◆ SELECTED TEXT ◆
· · · ·

# Labeling and Feature Engineering

In [1]:
import json
import boto3

from constants import BUCKET, DATA_CLEAN_PREFIX, DATA_RAW_PREFIX, DATA_PROCESSED_PREFIX


# Create s3 client
s3 = boto3.client("s3",
    region_name="us-west-1",
)

## Get Y Labels

The `TOPICS` tags in the Reuters corpus contain topic classifiers for the documents.

In [3]:
# Get all possible labels

s3_object = s3.get_object(Bucket=BUCKET, Key=f"{DATA_RAW_PREFIX}all-topics-strings.lc.txt")
if s3_object["ResponseMetadata"]["HTTPStatusCode"] == 200:
    response = s3_object["Body"].read()
    labels = response.decode().strip().split("\n")
    print(f"Retrieved {len(labels)} labels.")

Retrieved 135 labels.


In [4]:
", ".join(labels)

· · · ·

◆ DATA LINES ◆
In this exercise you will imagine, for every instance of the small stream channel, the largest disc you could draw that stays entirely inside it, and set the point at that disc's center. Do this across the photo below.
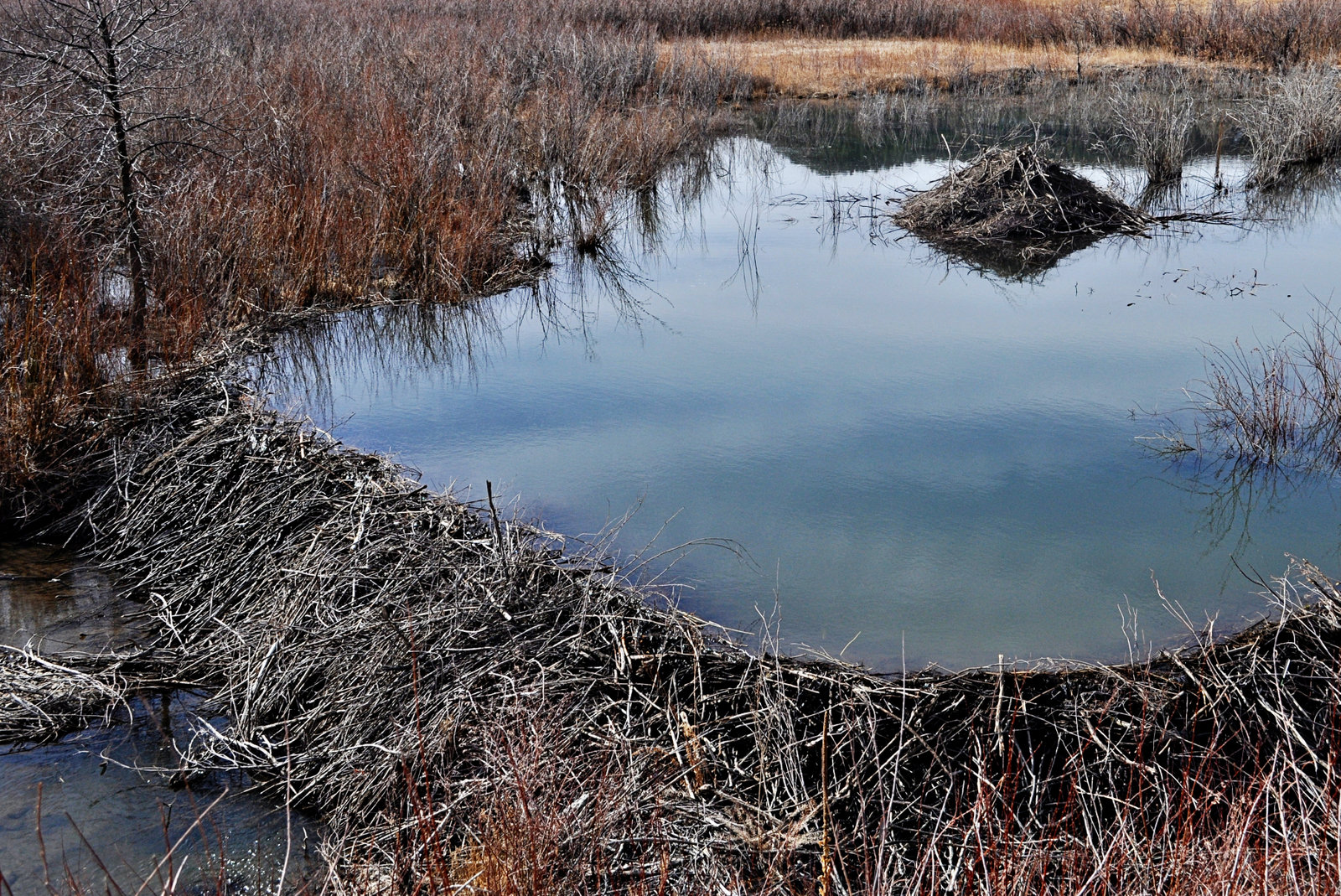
(883, 453)
(109, 804)
(888, 453)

· · · ·

◆ SHORT PROBLEM A ◆
From the labeling and feature engineering notebook above, output the part that opens with the words containing "## Get Y Labels" and closes with "Retrieved 135 labels.", copied character for character.
◆ SHORT PROBLEM B ◆
According to the labeling and feature engineering notebook above, what AWS region is the S3 client created in?

◆ WRITTEN SOLUTION A ◆
## Get Y Labels

The `TOPICS` tags in the Reuters corpus contain topic classifiers for the documents.

In [3]:
# Get all possible labels

s3_object = s3.get_object(Bucket=BUCKET, Key=f"{DATA_RAW_PREFIX}all-topics-strings.lc.txt")
if s3_object["ResponseMetadata"]["HTTPStatusCode"] == 200:
    response = s3_object["Body"].read()
    labels = response.decode().strip().split("\n")
    print(f"Retrieved {len(labels)} labels.")

Retrieved 135 labels.

◆ WRITTEN SOLUTION B ◆
us-west-1